One Star

[resolved] How to work on Accumulating Snapshot Fact table in TIS

My Fact table rely on a SCD Type 2 Dimension table. And my Fact table is in accumulating snapshot model.
Please let me know how to update the fact table in this situation. (Update existing row and insert a new row) - similar to SCD Type 2.
Is there a component for that?
I am using Jaspersoft ETL 5.4.1 Ent version
9 REPLIES
One Star

Re: [resolved] How to work on Accumulating Snapshot Fact table in TIS

Hello bkar81 - depending on database you're using, one clean and easy way to accomplish this would be a MERGE statement in a tDBRow (tOracleRow for Oracle etc...). Here's an example of what the statement would look like - http://psoug.org/reference/merge.html . With the MERGE, you can easily define how to insert or update rows.
One Star

Re: [resolved] How to work on Accumulating Snapshot Fact table in TIS

Thanks for the suggestion Willm.
My fact table has lot of foreign keys pointing to dimension tables and most of them are of SCD Type 2. In this case how can I achieve it?
Unfortunately, this is the requirement
One Star

Re: [resolved] How to work on Accumulating Snapshot Fact table in TIS

Let me take a step back and describe how your job could be set up to do this purely in Talend.

Dataset records:
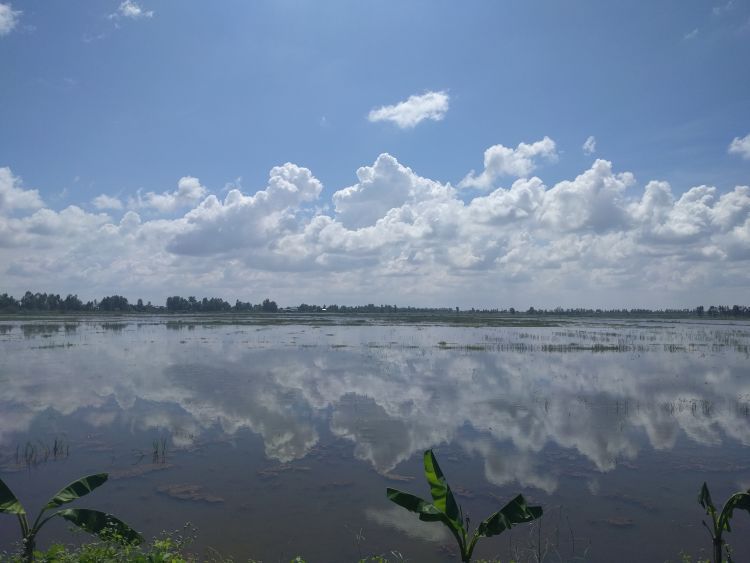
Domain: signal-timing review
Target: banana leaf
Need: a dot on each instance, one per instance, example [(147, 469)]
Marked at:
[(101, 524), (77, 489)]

...

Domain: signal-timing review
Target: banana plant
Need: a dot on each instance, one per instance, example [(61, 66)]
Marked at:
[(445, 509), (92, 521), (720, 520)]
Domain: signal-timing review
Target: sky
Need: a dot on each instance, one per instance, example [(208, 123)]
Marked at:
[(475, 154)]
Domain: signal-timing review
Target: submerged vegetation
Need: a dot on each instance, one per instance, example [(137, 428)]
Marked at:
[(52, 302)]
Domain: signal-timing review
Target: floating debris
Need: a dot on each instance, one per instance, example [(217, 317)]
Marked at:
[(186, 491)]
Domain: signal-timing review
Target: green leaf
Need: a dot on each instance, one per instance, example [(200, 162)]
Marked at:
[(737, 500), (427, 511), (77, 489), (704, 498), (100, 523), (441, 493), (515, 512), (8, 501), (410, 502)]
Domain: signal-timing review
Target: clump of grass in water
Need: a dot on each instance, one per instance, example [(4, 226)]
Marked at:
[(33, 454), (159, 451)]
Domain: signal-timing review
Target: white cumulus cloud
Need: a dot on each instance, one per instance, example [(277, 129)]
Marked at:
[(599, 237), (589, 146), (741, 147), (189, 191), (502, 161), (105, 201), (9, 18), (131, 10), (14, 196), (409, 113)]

EXERCISES TO COMPLETE:
[a] List every software product, component, or database that is named in the posts of the forum thread about accumulating snapshot fact tables, excluding the headings.
[b] Write out the part of the forum thread that lies between "Please let me" and "the suggestion Willm.", inclusive.

ANSWER LIST:
[a] Jaspersoft ETL 5.4.1 Ent, tDBRow, tOracleRow, Oracle, Talend

[b]
Please let me know how to update the fact table in this situation. (Update existing row and insert a new row) - similar to SCD Type 2.
Is there a component for that?
I am using Jaspersoft ETL 5.4.1 Ent version
9 REPLIES
One Star

Re: [resolved] How to work on Accumulating Snapshot Fact table in TIS

Hello bkar81 - depending on database you're using, one clean and easy way to accomplish this would be a MERGE statement in a tDBRow (tOracleRow for Oracle etc...). Here's an example of what the statement would look like - http://psoug.org/reference/merge.html . With the MERGE, you can easily define how to insert or update rows.
One Star

Re: [resolved] How to work on Accumulating Snapshot Fact table in TIS

Thanks for the suggestion Willm.